_EXERCISE_
Transcribe, exactly and in full, every line from the one including "Help me find the light" to the end of the listing.

_AVAILABLE DATA_
====

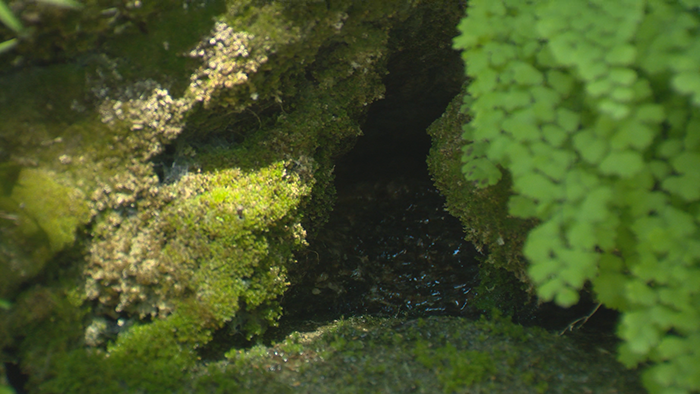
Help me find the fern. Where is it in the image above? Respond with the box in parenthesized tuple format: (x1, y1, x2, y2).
(454, 0, 700, 393)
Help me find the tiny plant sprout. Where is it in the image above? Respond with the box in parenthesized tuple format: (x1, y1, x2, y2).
(36, 0, 83, 9)
(0, 0, 83, 54)
(0, 0, 22, 53)
(0, 0, 23, 33)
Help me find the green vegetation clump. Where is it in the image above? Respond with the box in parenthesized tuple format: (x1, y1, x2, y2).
(0, 0, 428, 392)
(453, 1, 700, 392)
(213, 313, 641, 393)
(427, 82, 536, 290)
(0, 168, 90, 298)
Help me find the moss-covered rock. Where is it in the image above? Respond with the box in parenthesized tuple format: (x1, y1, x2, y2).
(0, 0, 446, 391)
(193, 313, 642, 394)
(427, 84, 537, 295)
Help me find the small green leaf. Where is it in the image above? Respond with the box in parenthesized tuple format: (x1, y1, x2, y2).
(531, 142, 574, 180)
(662, 175, 700, 201)
(586, 78, 613, 98)
(671, 152, 700, 175)
(573, 129, 608, 164)
(577, 186, 612, 223)
(524, 221, 563, 262)
(566, 221, 596, 249)
(0, 38, 18, 54)
(509, 195, 537, 218)
(599, 253, 623, 271)
(610, 87, 635, 102)
(578, 59, 608, 81)
(0, 298, 11, 310)
(36, 0, 83, 8)
(598, 99, 630, 120)
(537, 277, 565, 301)
(462, 158, 502, 188)
(558, 252, 596, 288)
(0, 0, 23, 33)
(471, 109, 505, 140)
(620, 310, 661, 354)
(593, 272, 628, 309)
(662, 206, 696, 238)
(485, 41, 517, 67)
(482, 134, 510, 162)
(510, 61, 544, 85)
(605, 44, 637, 65)
(547, 70, 575, 96)
(541, 124, 568, 147)
(647, 363, 682, 388)
(502, 109, 540, 141)
(501, 88, 532, 111)
(530, 85, 560, 122)
(684, 117, 700, 149)
(507, 143, 534, 177)
(610, 120, 654, 151)
(618, 342, 647, 367)
(556, 108, 580, 132)
(554, 286, 579, 307)
(672, 71, 700, 97)
(626, 280, 658, 306)
(634, 104, 665, 123)
(657, 139, 684, 159)
(462, 140, 488, 160)
(515, 172, 563, 201)
(563, 167, 600, 202)
(599, 150, 644, 177)
(657, 336, 689, 360)
(609, 67, 638, 86)
(461, 123, 475, 141)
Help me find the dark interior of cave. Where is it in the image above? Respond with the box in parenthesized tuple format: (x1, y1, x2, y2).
(273, 4, 621, 353)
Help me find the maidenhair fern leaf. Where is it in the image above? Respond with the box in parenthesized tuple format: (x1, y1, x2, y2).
(599, 150, 644, 177)
(455, 1, 700, 391)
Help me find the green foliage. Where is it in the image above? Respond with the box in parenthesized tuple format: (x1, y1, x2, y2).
(0, 0, 21, 53)
(427, 87, 537, 289)
(221, 314, 636, 393)
(454, 0, 700, 392)
(414, 341, 496, 392)
(0, 1, 22, 34)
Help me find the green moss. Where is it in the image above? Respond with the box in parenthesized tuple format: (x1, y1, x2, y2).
(414, 341, 497, 392)
(0, 1, 509, 393)
(10, 168, 89, 252)
(0, 168, 89, 297)
(426, 83, 537, 296)
(208, 314, 641, 393)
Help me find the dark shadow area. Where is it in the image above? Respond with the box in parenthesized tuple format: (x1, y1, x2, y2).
(275, 2, 476, 334)
(4, 360, 27, 394)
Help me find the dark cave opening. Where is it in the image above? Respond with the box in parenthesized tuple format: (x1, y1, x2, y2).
(274, 5, 621, 349)
(276, 5, 484, 326)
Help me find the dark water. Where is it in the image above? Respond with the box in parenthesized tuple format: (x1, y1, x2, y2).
(280, 60, 481, 320)
(283, 172, 481, 320)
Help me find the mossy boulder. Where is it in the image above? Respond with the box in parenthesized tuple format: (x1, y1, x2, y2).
(195, 313, 641, 394)
(0, 0, 463, 392)
(427, 84, 537, 297)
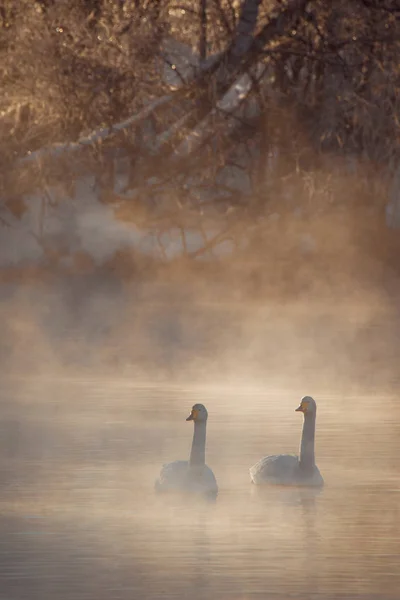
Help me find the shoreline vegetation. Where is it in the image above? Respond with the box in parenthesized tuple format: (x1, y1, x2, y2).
(1, 2, 400, 255)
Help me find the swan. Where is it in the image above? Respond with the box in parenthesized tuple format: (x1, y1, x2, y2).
(155, 404, 218, 497)
(250, 396, 324, 487)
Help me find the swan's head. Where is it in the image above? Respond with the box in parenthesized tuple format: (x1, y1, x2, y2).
(295, 396, 317, 415)
(186, 403, 208, 423)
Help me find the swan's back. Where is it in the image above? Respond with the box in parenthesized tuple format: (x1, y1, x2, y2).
(250, 454, 323, 487)
(155, 460, 218, 495)
(155, 460, 189, 492)
(250, 454, 299, 485)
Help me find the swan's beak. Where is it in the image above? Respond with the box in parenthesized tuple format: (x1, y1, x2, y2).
(295, 403, 305, 413)
(186, 408, 198, 421)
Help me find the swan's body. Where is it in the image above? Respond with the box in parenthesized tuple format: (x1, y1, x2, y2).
(250, 396, 324, 488)
(155, 460, 218, 494)
(250, 454, 323, 487)
(155, 404, 218, 497)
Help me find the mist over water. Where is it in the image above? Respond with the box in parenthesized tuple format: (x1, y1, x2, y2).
(1, 379, 400, 600)
(1, 1, 400, 596)
(1, 215, 400, 600)
(1, 255, 400, 600)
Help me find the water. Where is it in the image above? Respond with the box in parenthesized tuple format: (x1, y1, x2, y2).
(1, 379, 399, 600)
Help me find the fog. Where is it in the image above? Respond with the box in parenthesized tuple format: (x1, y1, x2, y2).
(1, 1, 400, 596)
(1, 379, 400, 599)
(1, 212, 400, 599)
(1, 210, 399, 389)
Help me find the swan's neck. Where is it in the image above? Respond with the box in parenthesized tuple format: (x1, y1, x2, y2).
(299, 412, 316, 471)
(189, 421, 206, 467)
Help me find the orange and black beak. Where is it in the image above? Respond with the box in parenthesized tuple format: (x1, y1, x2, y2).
(295, 402, 305, 413)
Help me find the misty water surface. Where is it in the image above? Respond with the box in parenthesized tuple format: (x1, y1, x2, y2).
(0, 379, 399, 600)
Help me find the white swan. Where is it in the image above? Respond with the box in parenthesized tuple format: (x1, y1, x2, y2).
(250, 396, 324, 487)
(155, 404, 218, 497)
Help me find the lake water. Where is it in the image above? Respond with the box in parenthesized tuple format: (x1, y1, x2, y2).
(0, 378, 399, 600)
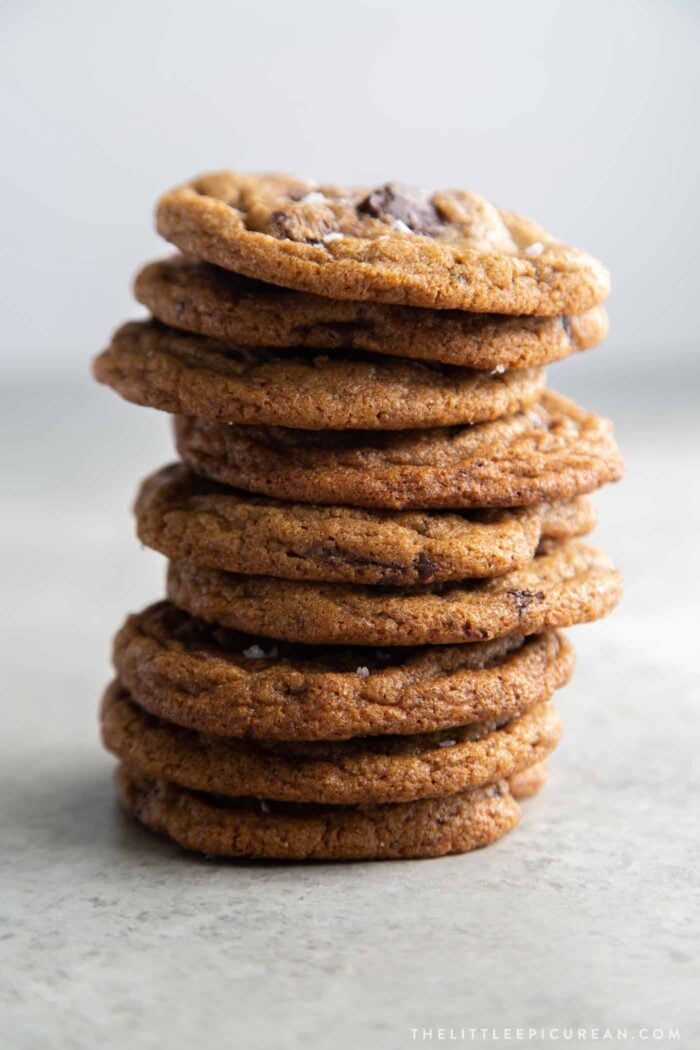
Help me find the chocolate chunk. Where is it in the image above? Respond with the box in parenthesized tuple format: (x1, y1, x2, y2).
(271, 210, 296, 237)
(291, 320, 373, 350)
(357, 182, 443, 236)
(270, 211, 329, 244)
(506, 588, 545, 614)
(302, 543, 407, 583)
(462, 627, 490, 641)
(416, 551, 440, 582)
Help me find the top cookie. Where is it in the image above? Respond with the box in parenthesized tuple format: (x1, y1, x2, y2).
(135, 257, 608, 370)
(155, 172, 610, 314)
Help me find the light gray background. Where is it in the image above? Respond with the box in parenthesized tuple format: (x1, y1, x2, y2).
(1, 0, 699, 376)
(1, 2, 699, 1048)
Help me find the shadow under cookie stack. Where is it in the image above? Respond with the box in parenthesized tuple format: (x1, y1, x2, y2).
(94, 172, 623, 861)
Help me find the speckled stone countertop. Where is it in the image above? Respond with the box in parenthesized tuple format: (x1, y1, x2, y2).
(1, 365, 698, 1049)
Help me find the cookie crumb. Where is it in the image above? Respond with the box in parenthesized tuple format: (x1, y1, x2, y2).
(356, 666, 370, 678)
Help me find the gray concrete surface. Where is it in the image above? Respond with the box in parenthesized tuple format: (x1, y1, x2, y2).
(1, 369, 698, 1048)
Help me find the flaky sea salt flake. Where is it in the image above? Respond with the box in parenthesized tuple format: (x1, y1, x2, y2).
(300, 191, 327, 205)
(243, 644, 267, 659)
(243, 644, 278, 659)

====

_ANSWER SECTION_
Help me find the light gray background. Where is it in the image above? Respond with the box in parenthesized tuple format: (x1, y1, x2, y2).
(1, 0, 699, 376)
(1, 2, 699, 1048)
Help me find the shadow under cookie stack. Where is it in the image above? Respond with the box in parenthesized tuple format: (x1, y1, x2, y2).
(94, 172, 623, 861)
Help me find the speckled stone countertop. Where is it in the image above? Respond with the box in parenthesized tuple format: (x1, y1, x2, y2).
(1, 365, 698, 1049)
Help me find the cookie crumb. Where is it in the image above? Respond with the box in parenthesized tuple format: (x1, y1, x2, y2).
(356, 666, 370, 678)
Help me find the gray concrete surface. Where is it in the image above? Respond with the box in parenthesized tuple format: (x1, y1, x2, y2).
(1, 369, 698, 1048)
Help me find the flaky sea salt flake. Where is it in the image above? Respond with the box in parenthesized tuple format: (x1, y1, x2, y2).
(300, 191, 327, 205)
(243, 644, 267, 659)
(243, 644, 278, 659)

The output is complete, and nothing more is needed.